(Raw records)

######

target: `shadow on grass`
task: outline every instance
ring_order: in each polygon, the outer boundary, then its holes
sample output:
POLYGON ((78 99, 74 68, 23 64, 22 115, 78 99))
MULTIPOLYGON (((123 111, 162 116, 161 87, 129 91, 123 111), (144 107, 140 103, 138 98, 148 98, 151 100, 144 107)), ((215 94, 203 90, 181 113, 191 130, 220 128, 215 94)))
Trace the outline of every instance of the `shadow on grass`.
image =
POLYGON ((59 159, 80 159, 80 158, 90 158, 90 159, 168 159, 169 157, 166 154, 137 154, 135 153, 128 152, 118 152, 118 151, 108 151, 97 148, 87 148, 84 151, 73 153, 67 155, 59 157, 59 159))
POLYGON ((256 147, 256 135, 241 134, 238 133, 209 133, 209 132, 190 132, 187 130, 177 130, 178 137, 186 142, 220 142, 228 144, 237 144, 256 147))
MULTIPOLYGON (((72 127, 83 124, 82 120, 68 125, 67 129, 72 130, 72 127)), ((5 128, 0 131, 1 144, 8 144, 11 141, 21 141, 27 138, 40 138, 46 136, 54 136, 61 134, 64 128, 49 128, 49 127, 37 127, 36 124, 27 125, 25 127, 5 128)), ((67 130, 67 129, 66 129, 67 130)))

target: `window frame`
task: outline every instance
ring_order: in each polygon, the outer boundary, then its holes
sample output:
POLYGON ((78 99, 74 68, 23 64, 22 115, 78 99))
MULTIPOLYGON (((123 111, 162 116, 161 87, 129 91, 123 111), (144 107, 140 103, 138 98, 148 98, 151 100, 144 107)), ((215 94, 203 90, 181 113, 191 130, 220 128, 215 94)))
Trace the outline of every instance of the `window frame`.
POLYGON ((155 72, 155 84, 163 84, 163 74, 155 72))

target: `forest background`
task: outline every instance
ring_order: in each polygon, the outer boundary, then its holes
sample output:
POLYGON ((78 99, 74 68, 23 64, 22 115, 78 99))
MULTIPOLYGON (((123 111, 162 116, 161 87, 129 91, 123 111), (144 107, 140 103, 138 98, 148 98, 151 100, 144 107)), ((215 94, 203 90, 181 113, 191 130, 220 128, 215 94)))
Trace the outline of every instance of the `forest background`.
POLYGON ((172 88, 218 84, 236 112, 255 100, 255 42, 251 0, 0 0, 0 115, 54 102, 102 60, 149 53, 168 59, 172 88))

######

WHAT THE TASK REQUIRES: Copy the stretch of the records from the start through the line that contains "POLYGON ((256 147, 256", keeping every character unchanged.

OUTPUT BELOW:
target: `shadow on grass`
task: outline every instance
ring_order: in each polygon, the outer boundary, then its holes
sample output:
POLYGON ((78 99, 74 68, 23 64, 22 115, 78 99))
MULTIPOLYGON (((123 111, 162 116, 161 87, 129 91, 123 111), (144 107, 140 103, 138 98, 148 98, 151 100, 144 107)), ((215 94, 203 90, 181 113, 191 130, 220 128, 215 94)))
Trace the outline of every instance of the `shadow on grass`.
image =
POLYGON ((59 159, 80 159, 80 158, 90 158, 90 159, 168 159, 169 157, 166 154, 137 154, 135 153, 128 152, 118 152, 118 151, 108 151, 97 148, 87 148, 84 151, 73 153, 67 155, 59 157, 59 159))
POLYGON ((256 147, 256 135, 241 134, 238 133, 209 133, 209 132, 190 132, 187 130, 177 130, 178 137, 186 142, 220 142, 228 144, 237 144, 256 147))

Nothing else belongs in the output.